- What this exercise asks
1. Pull out the passage of the oxygen saturation text below from "- The oxygen saturation is" to "percentage of oxyhaemoglobin.", copying it word for word.
2. What oxygen saturation range does the oxygen saturation text below give for chronically hypoxic patients?

- Text section
********

- The oxygen saturation is a reflection of the percentage of haemoglobin that is bound to oxygen.
- Most patients: >95%
- Chronically hypoxic patients: 88 - 92%
Measuring Oxygen Saturations
- Oxygen saturations are usually measured by placing a probe on the patient's finger; other sites include the toes, earlobes or forehead. Oxygen saturation probes may be on a trolley or portable.
- The oxygen saturation probe works by emitting light at fixed wavelengths corresponding to oxygenated and deoxygenated haemoglobin. A detector then measures the difference in transmitted light, and this is used to calculate the percentage of oxyhaemoglobin.
Factors that Reduce Accuracy
- Peripheral shutdown
- Nail polish
- Skin hyperpigmentation
- Excessive movement
- Severe hypoxia (<80%)
TroubleshootingIf the pulse oximeter is not producing an accurate measurement, several measures can be attempted:
- Remove any nail polish and clean the area
- Warm the skin
- Attempt at a different site
- Attempt with a different probe or machine
- If unable to measure oxygen saturations and none of these measures are working, consider that the patient may in fact be severely hypoxic - look for cyanosis!

********

Saved data entries:

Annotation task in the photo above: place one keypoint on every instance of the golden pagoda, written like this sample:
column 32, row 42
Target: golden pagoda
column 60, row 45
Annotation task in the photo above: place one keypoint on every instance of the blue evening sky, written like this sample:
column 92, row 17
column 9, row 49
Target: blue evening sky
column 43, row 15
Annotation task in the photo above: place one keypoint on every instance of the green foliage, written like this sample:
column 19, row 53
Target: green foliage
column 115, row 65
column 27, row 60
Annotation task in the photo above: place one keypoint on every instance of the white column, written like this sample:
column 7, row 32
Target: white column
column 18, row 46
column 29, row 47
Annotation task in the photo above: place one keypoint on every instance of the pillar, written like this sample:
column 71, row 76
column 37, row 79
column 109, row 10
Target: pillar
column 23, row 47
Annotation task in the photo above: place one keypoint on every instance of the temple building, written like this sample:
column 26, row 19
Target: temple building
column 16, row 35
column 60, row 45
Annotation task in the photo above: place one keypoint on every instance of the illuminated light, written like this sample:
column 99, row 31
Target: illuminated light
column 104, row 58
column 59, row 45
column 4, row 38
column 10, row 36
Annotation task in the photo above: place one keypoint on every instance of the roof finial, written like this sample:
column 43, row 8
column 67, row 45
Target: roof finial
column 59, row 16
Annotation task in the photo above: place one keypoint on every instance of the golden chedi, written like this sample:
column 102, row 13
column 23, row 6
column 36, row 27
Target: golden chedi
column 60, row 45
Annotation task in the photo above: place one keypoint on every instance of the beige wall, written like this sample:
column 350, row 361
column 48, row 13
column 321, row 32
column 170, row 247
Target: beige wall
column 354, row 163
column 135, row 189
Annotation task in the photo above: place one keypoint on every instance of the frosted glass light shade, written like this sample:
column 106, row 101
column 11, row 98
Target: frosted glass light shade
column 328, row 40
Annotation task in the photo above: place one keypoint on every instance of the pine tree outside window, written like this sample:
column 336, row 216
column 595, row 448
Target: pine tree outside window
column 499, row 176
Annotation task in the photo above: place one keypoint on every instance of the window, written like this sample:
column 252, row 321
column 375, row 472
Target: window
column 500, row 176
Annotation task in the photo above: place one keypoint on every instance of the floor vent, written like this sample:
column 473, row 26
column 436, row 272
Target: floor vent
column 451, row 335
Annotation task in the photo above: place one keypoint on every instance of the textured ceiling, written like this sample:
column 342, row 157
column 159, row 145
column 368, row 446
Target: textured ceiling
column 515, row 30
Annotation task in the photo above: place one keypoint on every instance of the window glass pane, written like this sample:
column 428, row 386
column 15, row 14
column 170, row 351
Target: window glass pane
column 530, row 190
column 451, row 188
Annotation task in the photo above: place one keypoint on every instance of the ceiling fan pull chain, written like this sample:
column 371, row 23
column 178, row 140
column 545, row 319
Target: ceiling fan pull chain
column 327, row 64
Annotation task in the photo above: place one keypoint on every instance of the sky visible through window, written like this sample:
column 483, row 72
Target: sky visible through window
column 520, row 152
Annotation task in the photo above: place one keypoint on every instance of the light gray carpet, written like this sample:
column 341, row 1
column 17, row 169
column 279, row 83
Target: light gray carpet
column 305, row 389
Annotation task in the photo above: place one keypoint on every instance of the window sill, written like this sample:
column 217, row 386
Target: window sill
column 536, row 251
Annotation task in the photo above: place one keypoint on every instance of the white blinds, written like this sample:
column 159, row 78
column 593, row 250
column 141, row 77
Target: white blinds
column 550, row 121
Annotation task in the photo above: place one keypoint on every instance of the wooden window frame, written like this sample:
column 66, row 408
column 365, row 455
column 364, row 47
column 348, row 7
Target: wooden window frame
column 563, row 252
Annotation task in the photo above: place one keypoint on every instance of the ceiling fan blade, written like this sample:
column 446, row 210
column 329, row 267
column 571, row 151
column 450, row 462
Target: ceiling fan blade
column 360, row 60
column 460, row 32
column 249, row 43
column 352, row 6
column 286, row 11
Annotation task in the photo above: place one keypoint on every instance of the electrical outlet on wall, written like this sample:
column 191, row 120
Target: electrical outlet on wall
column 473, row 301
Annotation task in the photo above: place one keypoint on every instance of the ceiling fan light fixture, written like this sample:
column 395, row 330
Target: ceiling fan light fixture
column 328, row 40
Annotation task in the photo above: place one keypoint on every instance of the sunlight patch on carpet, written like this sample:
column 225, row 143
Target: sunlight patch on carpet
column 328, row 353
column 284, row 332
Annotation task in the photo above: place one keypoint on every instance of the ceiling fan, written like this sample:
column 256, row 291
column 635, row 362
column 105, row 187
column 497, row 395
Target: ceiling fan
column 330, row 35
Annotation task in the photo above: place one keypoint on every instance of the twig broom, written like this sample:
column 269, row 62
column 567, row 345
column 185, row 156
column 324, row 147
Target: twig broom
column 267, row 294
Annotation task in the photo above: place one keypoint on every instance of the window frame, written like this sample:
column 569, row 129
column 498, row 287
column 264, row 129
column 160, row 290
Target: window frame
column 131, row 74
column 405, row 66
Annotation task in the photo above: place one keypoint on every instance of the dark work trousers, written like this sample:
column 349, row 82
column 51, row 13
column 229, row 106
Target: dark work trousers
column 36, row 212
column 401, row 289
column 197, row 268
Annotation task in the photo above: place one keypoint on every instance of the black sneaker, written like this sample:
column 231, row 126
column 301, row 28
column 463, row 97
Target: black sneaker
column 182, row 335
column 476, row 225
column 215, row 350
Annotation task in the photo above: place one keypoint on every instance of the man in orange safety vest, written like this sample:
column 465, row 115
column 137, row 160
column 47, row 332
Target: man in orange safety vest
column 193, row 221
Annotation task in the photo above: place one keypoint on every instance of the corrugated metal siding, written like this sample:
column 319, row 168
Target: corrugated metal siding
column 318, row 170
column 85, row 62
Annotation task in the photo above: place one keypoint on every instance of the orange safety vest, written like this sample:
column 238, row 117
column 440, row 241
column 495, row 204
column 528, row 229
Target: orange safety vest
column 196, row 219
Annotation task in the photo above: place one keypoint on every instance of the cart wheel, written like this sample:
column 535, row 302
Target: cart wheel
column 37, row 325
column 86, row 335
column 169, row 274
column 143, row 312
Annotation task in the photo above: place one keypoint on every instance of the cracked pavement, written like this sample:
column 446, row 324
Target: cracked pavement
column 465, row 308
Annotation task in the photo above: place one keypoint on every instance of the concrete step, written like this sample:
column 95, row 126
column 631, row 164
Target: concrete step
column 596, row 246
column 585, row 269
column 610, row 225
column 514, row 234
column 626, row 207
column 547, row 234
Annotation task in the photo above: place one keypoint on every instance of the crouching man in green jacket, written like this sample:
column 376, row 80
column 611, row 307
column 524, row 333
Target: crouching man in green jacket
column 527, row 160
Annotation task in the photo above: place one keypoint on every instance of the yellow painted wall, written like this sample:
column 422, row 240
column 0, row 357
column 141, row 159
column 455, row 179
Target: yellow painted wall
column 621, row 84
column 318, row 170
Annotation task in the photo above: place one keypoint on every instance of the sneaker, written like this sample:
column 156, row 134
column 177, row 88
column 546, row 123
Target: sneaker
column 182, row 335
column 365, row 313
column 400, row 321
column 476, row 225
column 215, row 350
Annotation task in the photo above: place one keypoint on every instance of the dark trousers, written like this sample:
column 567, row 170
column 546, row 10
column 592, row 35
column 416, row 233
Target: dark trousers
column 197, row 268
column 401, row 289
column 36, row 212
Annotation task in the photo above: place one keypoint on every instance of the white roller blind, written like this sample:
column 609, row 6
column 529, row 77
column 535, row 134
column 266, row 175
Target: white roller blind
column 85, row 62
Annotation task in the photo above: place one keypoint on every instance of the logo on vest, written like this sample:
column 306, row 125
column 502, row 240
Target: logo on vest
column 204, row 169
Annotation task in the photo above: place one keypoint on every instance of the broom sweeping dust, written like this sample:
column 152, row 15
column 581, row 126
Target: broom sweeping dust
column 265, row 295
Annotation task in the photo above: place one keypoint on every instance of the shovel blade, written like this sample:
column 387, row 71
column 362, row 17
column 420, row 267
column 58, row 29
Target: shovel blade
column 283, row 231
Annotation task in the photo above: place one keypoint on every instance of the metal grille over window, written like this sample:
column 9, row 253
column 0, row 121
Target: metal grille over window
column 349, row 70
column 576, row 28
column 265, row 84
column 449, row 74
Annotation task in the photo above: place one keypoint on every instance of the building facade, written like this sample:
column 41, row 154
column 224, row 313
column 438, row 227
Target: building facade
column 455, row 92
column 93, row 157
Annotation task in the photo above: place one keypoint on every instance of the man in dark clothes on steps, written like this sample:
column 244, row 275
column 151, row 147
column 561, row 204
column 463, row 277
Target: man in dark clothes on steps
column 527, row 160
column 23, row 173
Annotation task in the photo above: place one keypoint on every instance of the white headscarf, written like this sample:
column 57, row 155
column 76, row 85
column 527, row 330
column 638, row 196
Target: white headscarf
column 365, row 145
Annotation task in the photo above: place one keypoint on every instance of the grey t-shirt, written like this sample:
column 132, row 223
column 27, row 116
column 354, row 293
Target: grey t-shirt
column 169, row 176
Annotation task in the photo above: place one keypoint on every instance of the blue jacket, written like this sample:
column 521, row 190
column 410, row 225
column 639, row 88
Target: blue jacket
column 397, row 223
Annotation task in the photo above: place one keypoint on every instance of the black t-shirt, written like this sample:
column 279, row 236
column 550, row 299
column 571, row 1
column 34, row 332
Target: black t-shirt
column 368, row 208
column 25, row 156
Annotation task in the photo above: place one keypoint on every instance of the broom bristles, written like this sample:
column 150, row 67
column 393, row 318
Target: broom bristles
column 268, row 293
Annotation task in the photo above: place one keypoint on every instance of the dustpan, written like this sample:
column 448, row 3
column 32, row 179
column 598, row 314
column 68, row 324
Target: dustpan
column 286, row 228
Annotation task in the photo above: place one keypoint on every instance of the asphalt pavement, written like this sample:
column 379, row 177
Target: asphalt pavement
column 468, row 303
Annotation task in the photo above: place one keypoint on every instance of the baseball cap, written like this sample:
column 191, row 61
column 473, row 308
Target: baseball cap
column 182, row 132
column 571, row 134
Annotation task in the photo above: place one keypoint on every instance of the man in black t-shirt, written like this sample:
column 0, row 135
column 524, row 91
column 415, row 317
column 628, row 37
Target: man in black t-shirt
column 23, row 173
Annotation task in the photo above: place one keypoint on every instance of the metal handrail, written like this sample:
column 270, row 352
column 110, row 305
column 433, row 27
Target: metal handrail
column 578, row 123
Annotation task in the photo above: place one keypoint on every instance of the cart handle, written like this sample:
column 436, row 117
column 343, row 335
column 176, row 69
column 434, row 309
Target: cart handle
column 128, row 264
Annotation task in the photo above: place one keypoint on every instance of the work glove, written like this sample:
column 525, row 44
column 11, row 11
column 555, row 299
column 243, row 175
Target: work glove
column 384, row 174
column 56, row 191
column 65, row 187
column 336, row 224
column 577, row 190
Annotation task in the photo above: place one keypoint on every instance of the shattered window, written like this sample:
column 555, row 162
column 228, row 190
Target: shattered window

********

- Solved tasks
1.
- The oxygen saturation is a reflection of the percentage of haemoglobin that is bound to oxygen.
- Most patients: >95%
- Chronically hypoxic patients: 88 - 92%
Measuring Oxygen Saturations
- Oxygen saturations are usually measured by placing a probe on the patient's finger; other sites include the toes, earlobes or forehead. Oxygen saturation probes may be on a trolley or portable.
- The oxygen saturation probe works by emitting light at fixed wavelengths corresponding to oxygenated and deoxygenated haemoglobin. A detector then measures the difference in transmitted light, and this is used to calculate the percentage of oxyhaemoglobin.

2. 88 - 92%